[Begin Passage]

And then we have four million a day of acid gas disposal as well. It’s tough to replicate that facility. It would be very difficult get a license for it. If you could get a license for it, it would probably be $20 million to $25 million to rebuild. It’s the largest facility within fifty or sixty miles in that area, so it is significant.
O&G360: It sounds like that plant is as significant as the prospective property.
MANITOK: Absolutely. It allows us to take third party volumes in. Effectively, if anybody else comes in to try to do deals with Prairie Sky on the lands that we haven’t tied up to date, it does make it more difficult [because] anything they produce will come through our facility; so, one, we get some good intel on what’s being drilled and how much fluid it’s producing; and secondly, it is more challenging for groups to come in without having to deal with us first.
O&G360: What are the next steps on the E&P side to develop the property?
MANITOK: What we’re doing now is we have the large facility in the north end and we’ve got the discovery at Carseland in the south end, so basically we will develop both ends over the course of 2016-2017. Again we can continue to piggy-back off our success and Carseland where we had two 300-barrel a day oil wells in the Lithic Glauc, another 20 or so locations so we’ll start to develop that channel. We will drill up near our Wayne facility testing both Lithic Glauc and some Basal Quartz ideas probably over the course of 2016-2017 and focus on developing the pools at both ends, and then likely developing further the pools in between more likely in 2017-18.
We do have over 300 identified horizontal locations in both the Lithic Glauc and Basal Quartz, so basically what we’ll be doing is starting to delineate the reserves, start to drill those wells. Of those 300 wells, approximately eight are booked in our reserves right now, so there’s a lot of that that could move into our reserves as we drill them up.
OIL&GAS360: Can you compare this to any U.S. shale plays for example? What do the laterals look like and what types of completions?
MANITOK: What we’re developing here in the Lower Mannville is more of a tight sand. Vertical wells were drilled back into these zones back in the ‘70s, ‘80s and ‘90s, and it was hit and miss. You’d hit a pool, you’d drill a few more wells, and then you start getting into some tighter rock. It was more gummed up a bit with some of the clays and things like that. So we’re not talking about shale or really, really tight rock; we’re talking about a sort of gummed up decent reservoir—[after] the advent of the multi-stage fracturing and then us going back in there.
We didn’t invent this concept. Cenovus [Energy], another large Canadian company, had drilled about forty horizontal wells into the Basal Quartz zone about ten miles east of our land position—successfully. So we keyed off of that, knowing that it had been done before.
We’re using 15-25 ton fracs, 10 to 15 stages, not the massive 200 tons per stage type frac—it’s smaller scale fracing, really just to open up the reservoir. We found with our Carseland success that the area is very conducive to the multi-stage fracturing and we’re not seeing the same sort of seventy eighty percent declines you see in the tighter shale plays— we’re seeing more halfway between shale and a conventional reservoir: 40% to 50% first year decline.

[End Passage]

Written task:
Continue the interview on the Lower Mannville development from the point where it stops.

[Begin Material provided]

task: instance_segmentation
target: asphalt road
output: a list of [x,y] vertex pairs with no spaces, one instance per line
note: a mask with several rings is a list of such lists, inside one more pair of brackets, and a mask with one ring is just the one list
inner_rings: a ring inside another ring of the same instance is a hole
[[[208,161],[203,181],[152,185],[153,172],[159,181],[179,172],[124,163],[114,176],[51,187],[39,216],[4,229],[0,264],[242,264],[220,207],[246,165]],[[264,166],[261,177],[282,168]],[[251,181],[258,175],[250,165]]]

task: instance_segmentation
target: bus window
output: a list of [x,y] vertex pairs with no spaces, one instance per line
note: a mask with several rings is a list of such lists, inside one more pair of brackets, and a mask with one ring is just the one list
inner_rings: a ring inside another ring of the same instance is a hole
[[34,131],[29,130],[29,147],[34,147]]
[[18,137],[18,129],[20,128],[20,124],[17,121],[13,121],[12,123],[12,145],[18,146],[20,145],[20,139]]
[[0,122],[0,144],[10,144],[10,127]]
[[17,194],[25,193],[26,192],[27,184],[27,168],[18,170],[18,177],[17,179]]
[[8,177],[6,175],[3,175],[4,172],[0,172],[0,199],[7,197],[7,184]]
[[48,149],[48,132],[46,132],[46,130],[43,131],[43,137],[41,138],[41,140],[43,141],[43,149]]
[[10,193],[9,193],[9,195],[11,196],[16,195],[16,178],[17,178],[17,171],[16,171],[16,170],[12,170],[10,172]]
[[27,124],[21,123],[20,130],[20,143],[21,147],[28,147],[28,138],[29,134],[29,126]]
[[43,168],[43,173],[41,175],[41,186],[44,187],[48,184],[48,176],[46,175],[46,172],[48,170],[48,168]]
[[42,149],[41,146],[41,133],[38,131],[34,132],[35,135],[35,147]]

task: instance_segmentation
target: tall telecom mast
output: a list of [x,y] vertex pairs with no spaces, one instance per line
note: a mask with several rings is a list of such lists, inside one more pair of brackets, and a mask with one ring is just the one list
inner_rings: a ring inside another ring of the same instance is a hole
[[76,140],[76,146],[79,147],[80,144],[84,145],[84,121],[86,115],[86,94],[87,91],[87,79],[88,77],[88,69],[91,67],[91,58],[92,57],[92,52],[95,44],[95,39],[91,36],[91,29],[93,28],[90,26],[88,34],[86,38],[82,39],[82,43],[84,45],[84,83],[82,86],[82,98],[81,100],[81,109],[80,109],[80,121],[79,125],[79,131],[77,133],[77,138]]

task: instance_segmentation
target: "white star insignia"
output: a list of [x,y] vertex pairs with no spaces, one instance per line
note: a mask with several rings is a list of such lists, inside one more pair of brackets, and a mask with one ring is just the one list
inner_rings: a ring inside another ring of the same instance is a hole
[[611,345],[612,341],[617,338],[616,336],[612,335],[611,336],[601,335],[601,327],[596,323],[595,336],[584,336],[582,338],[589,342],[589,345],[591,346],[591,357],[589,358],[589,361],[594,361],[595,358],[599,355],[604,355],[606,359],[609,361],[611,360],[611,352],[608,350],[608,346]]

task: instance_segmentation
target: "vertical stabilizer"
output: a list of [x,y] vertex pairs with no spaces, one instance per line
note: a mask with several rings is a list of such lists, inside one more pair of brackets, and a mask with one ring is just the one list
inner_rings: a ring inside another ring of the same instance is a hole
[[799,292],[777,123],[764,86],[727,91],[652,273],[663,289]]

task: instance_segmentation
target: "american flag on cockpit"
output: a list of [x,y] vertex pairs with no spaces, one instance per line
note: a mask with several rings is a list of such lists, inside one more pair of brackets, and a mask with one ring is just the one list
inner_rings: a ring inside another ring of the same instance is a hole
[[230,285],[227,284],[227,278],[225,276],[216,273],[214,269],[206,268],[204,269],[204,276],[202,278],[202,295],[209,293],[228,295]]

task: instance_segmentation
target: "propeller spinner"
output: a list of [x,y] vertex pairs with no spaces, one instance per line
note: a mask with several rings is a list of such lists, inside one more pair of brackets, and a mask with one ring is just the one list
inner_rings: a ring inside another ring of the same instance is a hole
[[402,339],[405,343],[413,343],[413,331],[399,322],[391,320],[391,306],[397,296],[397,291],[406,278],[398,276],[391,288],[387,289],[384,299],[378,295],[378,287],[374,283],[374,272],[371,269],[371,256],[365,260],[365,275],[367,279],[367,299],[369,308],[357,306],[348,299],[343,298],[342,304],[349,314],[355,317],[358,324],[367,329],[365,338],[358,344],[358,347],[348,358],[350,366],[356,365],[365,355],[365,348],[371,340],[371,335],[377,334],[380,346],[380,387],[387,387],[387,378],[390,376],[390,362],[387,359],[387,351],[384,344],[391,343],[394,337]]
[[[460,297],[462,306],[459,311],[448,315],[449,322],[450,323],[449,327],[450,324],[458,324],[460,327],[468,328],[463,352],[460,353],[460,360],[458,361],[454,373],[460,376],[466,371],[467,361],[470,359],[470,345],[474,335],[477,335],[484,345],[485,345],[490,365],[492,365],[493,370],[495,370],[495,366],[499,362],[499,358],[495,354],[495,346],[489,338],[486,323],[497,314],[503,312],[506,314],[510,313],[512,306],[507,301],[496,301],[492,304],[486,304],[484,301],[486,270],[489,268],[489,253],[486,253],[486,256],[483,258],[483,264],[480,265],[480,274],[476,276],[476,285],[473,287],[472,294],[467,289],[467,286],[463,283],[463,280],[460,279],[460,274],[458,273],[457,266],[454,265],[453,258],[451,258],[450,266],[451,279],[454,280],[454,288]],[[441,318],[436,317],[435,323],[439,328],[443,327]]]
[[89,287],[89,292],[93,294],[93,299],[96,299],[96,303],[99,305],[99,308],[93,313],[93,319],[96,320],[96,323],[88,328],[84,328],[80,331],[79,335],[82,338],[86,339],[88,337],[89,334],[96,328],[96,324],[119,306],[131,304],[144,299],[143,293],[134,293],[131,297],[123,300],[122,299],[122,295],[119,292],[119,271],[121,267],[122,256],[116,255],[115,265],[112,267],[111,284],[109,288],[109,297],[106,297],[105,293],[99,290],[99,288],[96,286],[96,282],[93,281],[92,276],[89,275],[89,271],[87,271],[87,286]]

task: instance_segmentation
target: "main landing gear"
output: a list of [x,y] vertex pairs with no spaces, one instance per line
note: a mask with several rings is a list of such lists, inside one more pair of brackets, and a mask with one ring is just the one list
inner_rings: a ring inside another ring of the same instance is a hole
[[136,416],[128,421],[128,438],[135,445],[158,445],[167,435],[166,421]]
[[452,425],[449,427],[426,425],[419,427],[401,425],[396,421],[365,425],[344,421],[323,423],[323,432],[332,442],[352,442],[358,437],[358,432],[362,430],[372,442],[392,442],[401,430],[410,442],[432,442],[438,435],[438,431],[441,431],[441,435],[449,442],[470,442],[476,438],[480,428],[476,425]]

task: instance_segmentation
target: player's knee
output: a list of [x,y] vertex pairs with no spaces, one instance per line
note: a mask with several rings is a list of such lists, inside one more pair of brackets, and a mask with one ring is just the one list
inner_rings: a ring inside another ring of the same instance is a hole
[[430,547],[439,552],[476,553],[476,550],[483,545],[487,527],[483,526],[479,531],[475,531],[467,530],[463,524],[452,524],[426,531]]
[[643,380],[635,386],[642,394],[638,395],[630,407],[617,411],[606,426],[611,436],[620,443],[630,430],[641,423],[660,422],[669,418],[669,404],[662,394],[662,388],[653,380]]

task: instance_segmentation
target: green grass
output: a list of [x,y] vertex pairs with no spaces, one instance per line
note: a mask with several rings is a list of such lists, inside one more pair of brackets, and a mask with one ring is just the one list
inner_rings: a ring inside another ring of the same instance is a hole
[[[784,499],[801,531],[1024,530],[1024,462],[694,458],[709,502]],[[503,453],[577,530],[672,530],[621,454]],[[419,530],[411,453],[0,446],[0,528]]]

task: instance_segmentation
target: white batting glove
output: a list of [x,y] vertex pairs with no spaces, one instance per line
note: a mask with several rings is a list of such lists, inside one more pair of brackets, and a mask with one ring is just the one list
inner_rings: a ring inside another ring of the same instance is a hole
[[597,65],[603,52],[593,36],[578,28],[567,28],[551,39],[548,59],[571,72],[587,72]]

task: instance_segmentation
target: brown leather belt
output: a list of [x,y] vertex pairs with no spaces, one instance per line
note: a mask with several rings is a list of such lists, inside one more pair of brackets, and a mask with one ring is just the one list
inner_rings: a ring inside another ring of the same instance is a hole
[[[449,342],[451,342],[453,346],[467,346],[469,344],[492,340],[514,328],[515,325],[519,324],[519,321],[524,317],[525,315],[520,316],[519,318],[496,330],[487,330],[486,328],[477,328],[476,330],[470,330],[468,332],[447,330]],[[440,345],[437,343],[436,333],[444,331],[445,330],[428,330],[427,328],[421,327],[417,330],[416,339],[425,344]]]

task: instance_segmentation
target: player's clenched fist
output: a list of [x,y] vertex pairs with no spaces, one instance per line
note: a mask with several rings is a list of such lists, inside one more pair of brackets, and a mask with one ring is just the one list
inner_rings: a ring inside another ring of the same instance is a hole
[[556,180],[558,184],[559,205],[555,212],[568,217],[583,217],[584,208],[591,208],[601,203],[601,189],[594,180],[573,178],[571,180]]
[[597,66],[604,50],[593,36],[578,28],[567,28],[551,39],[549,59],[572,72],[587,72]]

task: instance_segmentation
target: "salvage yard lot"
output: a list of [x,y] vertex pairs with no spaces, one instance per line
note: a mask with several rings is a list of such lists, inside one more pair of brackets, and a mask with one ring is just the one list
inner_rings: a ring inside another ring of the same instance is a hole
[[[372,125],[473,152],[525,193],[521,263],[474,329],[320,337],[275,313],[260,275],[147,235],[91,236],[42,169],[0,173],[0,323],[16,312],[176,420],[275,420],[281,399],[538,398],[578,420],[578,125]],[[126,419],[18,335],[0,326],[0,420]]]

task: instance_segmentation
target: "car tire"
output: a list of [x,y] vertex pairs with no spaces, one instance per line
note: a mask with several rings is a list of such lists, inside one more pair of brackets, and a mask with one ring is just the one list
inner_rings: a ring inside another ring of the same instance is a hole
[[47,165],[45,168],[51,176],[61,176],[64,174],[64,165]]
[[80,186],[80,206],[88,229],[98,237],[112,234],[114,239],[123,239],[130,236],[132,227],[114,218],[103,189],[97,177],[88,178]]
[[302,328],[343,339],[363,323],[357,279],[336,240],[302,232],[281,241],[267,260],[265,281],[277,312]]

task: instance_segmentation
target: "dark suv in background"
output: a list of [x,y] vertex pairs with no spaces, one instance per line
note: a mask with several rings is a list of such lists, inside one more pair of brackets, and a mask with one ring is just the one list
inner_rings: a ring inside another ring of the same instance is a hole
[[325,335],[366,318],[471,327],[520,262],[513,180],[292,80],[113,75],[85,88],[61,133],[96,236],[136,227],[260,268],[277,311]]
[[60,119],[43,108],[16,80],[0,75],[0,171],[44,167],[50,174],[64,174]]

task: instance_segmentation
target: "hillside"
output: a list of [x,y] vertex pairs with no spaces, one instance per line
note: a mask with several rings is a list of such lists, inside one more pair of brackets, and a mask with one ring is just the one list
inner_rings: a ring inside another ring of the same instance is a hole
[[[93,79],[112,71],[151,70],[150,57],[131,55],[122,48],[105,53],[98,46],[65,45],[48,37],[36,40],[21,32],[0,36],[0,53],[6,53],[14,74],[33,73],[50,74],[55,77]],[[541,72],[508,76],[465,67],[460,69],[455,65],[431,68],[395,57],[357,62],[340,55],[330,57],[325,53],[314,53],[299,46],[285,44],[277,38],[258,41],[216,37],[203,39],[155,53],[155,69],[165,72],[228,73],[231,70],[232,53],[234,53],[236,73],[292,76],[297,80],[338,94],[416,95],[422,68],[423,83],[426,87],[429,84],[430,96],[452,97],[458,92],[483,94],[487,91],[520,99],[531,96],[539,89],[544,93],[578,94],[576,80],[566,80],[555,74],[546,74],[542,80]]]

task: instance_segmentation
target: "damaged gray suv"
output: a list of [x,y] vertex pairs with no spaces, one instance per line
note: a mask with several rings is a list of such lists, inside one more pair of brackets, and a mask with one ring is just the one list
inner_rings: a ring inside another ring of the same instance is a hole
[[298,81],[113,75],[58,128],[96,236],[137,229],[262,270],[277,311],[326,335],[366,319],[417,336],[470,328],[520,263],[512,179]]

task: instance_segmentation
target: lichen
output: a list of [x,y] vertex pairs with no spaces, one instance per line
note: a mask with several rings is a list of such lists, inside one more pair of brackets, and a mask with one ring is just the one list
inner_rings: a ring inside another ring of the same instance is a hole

[End Material provided]

Output below:
O&G360: You mentioned the Prairie Sky agreement a few minutes ago; can you talk about the revised land agreement you have and what’s the net effect on Manitok?
MANITOK: When we originally did the deal, it was done with Encana. Subsequent to our deal being done on the land, [Encana] rolled out Prairie Sky as a separate public entity on the Toronto Venture Exchange with a focus on just royalty lands.
It was quite a large land base; we had concepts but no real clear understanding of exactly what we [should] chase 110% for sure—so it was tough to put a royalty scheme to it. So we put a broad based royalty scheme to it and we began to drill and move forward. We began to get some results on the wells and we wanted to go back and alter the royalties to be more conducive to the actual zones that we’ve identified now as our focus.
We were able to reduce our royalty. It’s a sliding scale from ten to thirty percent but it’s basically an Alberta Crown logarithm. When you get anything north of sixty-seventy barrels a day or you get into seventy-eighty dollar per barrel oil range, it goes to thirty percent real quick. So we negotiated a 17 ½% flat rate on our royalty. That allowed us to improve the rate of return and shorten up the payout by twenty five percent or so.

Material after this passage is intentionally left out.